* **MATERIAL PROVIDED**
>>>>>

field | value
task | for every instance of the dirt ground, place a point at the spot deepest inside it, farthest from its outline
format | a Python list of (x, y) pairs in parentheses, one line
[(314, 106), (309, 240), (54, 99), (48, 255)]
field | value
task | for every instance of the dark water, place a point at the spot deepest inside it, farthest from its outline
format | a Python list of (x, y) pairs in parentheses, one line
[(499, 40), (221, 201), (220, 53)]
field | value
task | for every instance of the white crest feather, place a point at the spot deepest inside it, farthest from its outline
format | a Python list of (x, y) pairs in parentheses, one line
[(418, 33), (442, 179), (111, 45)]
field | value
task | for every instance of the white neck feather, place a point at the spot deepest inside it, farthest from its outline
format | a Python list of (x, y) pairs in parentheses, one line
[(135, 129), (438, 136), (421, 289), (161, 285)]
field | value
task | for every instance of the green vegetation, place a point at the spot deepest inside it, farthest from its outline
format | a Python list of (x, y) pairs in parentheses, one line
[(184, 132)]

<<<<<
>>>>>

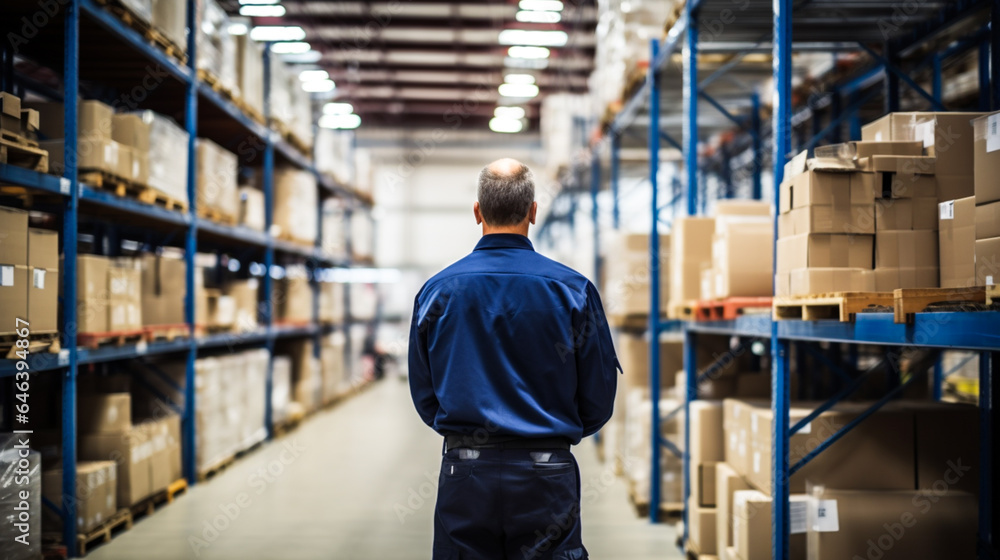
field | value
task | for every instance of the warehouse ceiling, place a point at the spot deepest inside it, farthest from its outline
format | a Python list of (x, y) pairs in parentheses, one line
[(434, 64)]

<<<<<
>>>>>

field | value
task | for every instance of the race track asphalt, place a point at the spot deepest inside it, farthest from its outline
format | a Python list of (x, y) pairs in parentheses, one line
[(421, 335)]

<<<<<

* **TASK GOAL**
Search the listing for the string "feather". Copy each line where it is found.

* **RESPONSE TO THIS EXERCISE**
task | for every instance of the white crest feather, place a point at the spot deepest inside it, farthest from its outline
task | for every instance of the white neck feather, place a point at the spot deepest inside it, farthest from its outline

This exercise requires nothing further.